▸ **TASK STATEMENT**
Locate each line in the records below that contains the string "wall", and copy those lines unchanged.

═══ GIVEN INFORMATION ═══

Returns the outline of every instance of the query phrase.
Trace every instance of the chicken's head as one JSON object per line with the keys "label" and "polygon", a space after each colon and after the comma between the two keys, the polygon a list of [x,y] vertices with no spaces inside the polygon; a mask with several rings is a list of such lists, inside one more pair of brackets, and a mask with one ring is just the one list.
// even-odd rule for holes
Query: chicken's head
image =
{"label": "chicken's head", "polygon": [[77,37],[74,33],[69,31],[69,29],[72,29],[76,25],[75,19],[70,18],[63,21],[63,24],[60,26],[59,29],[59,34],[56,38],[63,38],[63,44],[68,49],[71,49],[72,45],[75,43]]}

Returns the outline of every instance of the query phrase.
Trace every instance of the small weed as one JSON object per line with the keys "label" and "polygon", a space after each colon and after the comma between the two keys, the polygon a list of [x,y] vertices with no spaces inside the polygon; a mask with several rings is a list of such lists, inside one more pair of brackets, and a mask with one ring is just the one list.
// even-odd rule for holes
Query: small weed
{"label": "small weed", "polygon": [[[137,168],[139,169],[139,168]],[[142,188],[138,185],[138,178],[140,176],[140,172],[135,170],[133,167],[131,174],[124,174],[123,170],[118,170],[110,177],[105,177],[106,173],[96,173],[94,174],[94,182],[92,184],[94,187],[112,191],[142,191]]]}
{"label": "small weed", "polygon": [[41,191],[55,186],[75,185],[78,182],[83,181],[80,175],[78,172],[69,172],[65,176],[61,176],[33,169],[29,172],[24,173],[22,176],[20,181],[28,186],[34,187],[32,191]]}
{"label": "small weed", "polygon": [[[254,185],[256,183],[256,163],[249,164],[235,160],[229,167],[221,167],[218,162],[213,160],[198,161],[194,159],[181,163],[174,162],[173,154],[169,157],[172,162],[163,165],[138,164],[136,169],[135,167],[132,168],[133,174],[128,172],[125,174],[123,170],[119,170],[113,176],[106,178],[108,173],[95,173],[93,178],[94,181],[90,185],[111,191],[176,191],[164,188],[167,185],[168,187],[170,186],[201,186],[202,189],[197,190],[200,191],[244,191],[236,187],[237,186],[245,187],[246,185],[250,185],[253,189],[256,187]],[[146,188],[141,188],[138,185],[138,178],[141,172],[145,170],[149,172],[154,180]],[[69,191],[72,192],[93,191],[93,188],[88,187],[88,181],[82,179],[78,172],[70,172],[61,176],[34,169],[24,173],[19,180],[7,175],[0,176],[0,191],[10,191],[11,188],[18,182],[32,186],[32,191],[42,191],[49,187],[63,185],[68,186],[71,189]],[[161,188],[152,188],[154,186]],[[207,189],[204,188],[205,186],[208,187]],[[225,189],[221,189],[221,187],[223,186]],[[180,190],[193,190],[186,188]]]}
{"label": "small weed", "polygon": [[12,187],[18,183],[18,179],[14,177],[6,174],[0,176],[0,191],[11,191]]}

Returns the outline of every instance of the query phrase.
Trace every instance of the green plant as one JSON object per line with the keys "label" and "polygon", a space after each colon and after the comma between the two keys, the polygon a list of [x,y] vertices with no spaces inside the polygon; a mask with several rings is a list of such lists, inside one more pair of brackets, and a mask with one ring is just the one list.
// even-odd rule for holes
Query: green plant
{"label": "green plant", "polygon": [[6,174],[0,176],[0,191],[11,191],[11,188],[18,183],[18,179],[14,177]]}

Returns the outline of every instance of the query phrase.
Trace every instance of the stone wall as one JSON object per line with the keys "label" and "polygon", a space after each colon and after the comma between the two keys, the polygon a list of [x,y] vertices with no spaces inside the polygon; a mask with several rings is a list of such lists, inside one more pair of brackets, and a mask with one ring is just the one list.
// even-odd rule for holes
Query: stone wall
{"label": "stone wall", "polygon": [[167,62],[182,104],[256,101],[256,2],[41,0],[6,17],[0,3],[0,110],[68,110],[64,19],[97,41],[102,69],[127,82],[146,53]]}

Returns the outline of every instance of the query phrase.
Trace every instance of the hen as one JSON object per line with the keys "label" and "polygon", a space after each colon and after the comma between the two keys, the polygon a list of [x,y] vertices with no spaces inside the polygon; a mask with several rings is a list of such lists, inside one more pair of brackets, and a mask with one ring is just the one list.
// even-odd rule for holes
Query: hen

═══

▸ **SOLUTION FOR THIS EXERCISE**
Trace every instance of the stone wall as one JSON object per line with the keys "label" and "polygon", a space after each colon and after the comma between the two keys, the polygon a list of [x,y] vertices with no spaces inside the polygon; a mask with several rings is a list of such lists, inside one more pair of brackets, and a mask with one ring is just the one list.
Query: stone wall
{"label": "stone wall", "polygon": [[167,62],[182,104],[256,101],[256,2],[41,0],[6,17],[0,3],[0,110],[68,110],[64,19],[97,41],[102,69],[127,82],[146,53]]}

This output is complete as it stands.